[Start of Attachment]
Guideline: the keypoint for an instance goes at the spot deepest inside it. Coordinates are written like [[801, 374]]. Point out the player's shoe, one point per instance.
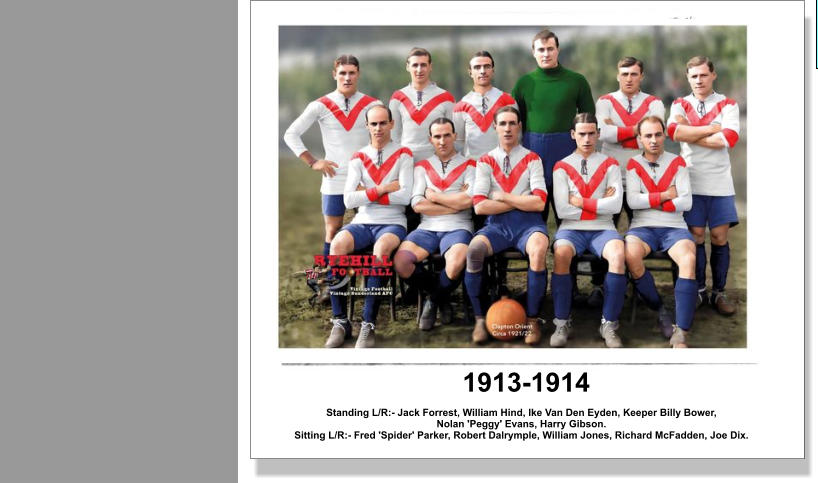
[[428, 315], [480, 334], [607, 330], [666, 320], [446, 313], [722, 304], [679, 338], [596, 297], [534, 331], [560, 337], [366, 337], [341, 331]]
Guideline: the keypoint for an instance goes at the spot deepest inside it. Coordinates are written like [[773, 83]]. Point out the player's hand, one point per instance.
[[325, 166]]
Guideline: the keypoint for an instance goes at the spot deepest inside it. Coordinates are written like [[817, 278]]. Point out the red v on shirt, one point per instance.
[[587, 190], [420, 115], [655, 189], [693, 117], [378, 174], [636, 116], [347, 120], [484, 122], [510, 182], [443, 184]]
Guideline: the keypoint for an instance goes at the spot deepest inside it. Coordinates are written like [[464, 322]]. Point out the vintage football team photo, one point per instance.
[[512, 187]]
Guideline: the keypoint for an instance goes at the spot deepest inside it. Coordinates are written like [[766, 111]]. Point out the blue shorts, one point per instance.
[[586, 240], [712, 211], [366, 235], [333, 205], [512, 229], [551, 147], [658, 238], [432, 240]]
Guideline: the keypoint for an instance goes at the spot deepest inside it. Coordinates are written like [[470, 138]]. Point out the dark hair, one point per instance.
[[545, 34], [584, 118], [419, 51], [481, 53], [507, 109], [441, 120], [346, 59], [649, 119], [629, 61], [699, 60], [376, 106]]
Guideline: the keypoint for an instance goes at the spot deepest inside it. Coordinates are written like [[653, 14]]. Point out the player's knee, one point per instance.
[[475, 255], [404, 262]]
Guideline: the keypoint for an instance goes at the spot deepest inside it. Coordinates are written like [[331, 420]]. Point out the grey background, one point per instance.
[[118, 198]]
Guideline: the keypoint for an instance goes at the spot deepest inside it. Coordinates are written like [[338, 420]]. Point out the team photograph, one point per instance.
[[512, 187]]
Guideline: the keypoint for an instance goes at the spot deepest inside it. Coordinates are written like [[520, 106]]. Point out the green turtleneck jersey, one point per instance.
[[550, 98]]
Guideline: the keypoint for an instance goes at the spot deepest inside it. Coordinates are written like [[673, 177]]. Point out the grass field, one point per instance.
[[301, 234]]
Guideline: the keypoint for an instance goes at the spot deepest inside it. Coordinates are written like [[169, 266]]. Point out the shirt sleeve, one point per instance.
[[397, 129], [612, 204], [292, 136], [536, 179], [562, 191], [406, 180], [585, 101], [419, 186], [607, 132], [636, 199], [482, 182], [730, 124], [684, 195], [352, 197]]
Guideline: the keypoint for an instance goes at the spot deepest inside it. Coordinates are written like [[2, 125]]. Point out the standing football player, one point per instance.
[[510, 189], [379, 184], [474, 114], [706, 124], [414, 106], [343, 130], [442, 195], [587, 193]]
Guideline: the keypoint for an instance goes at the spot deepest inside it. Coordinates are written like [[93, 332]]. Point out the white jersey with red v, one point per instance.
[[709, 168], [343, 129], [519, 172], [588, 180], [449, 177], [647, 181], [473, 119], [413, 111], [370, 168]]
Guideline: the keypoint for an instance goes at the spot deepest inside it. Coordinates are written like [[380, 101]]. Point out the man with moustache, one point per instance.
[[659, 191], [442, 195], [379, 184]]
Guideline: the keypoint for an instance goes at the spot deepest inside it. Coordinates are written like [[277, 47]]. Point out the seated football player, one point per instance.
[[587, 193], [442, 196], [509, 187], [379, 184], [659, 192]]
[End of Attachment]
**What you need to do**: Set down every record exactly, without the pictures.

**Result of this task**:
Guideline: the keypoint for an instance goes at the spot deepest inside it. Coordinates are written like [[801, 374]]. Point out the player's shoe, one point per instance.
[[428, 315], [480, 334], [607, 330], [666, 320], [446, 313], [722, 304], [679, 338], [596, 297], [534, 331], [560, 337], [366, 337], [341, 331]]
Guideline: the keypoint for an instance goes at the spot deepest inside it. Coordinates are written like [[773, 83]]. Point out the player's hand, one point per instance.
[[325, 166]]
Guideline: the keypoint for an instance goes at the spot deepest inside it. Coordinates are written like [[817, 278]]. Point out the red v on shirt, one point per instance.
[[587, 190], [420, 115], [655, 189], [693, 117], [378, 174], [636, 116], [347, 120], [484, 122], [510, 182], [443, 184]]
Guideline: the keypoint for an instance goes at the spot deepest inside it. Coordinates are written like [[464, 322]]. Point out the vintage football team photo, one point per instance.
[[512, 187]]
Guideline: the keypoint for an instance goes at the spot deepest inside it. Coordinates are written like [[766, 111]]. Point out the blue shorts, one point per instance.
[[586, 240], [712, 211], [366, 235], [333, 205], [512, 229], [551, 147], [658, 238], [432, 240]]
Guideline: the keypoint for an instance goes at the spot deepest inside it. Coordinates are written like [[470, 138]]. Point out the dark hair, one point per instance.
[[545, 34], [584, 118], [419, 51], [481, 53], [507, 109], [441, 120], [346, 59], [649, 119], [629, 61], [699, 60], [376, 106]]
Guideline: the keypoint for an instance goes at the spot deepest inside it. Coordinates are written like [[653, 14]]. Point out the player's knee, one point per instance.
[[475, 255], [404, 262]]
Guideline: the keypoint for an instance goes at the spot deepest inside it. Coordinates are written like [[331, 420]]. Point out the grey background, one point per instance.
[[118, 198]]
Guideline: the keypoint for an instance goes at the spot deepest inside it. Coordinates are written like [[338, 420]]. Point out the team photograph, one point per instance.
[[512, 187]]
Guideline: the keypoint for an instance goes at the spot deepest inside it. Coordinates are written like [[520, 106]]. Point out the green turtleneck jersey, one point per instance.
[[550, 98]]
Guideline: the keypoint for an instance goes at the spot deepest inside it. Coordinates are written like [[673, 177]]. Point out the grass field, one point per instance.
[[301, 234]]
Guideline: the keypoint for an instance goes at the spot deepest inside it. Coordinates are written like [[169, 266]]. Point out the shirt sleeve, one point per instance.
[[397, 129], [612, 204], [292, 136], [536, 179], [562, 191], [406, 180], [585, 101], [419, 186], [607, 132], [636, 199], [482, 182], [730, 124], [684, 195], [352, 197]]
Guideline: the keypoint for an instance goes at the spot deepest inside it. Coordinates are written like [[2, 125]]. Point out the standing football player, one point per instance.
[[510, 189], [379, 184], [474, 114], [706, 124], [414, 106], [343, 130], [442, 195], [587, 193]]
Guideline: the keypoint for an instance goes at the spot deepest inside it. Coordinates are written like [[93, 332]]. Point out the white jersey with red v, one point per instance.
[[709, 168], [343, 129], [519, 172], [588, 180], [449, 177], [647, 181], [473, 119], [413, 111], [370, 168]]
Guideline: the keypoint for an instance goes at the spot deepest inside it. Coordinates are written like [[380, 101]]. Point out the man with moustache, one point per instance.
[[659, 191], [442, 195], [379, 184]]
Guideline: the keypoint for an instance goes at the spot deepest inside it. Coordinates are written like [[277, 47]]. Point out the seated football player, one point per instance.
[[587, 193], [442, 196], [509, 187], [379, 184], [659, 192]]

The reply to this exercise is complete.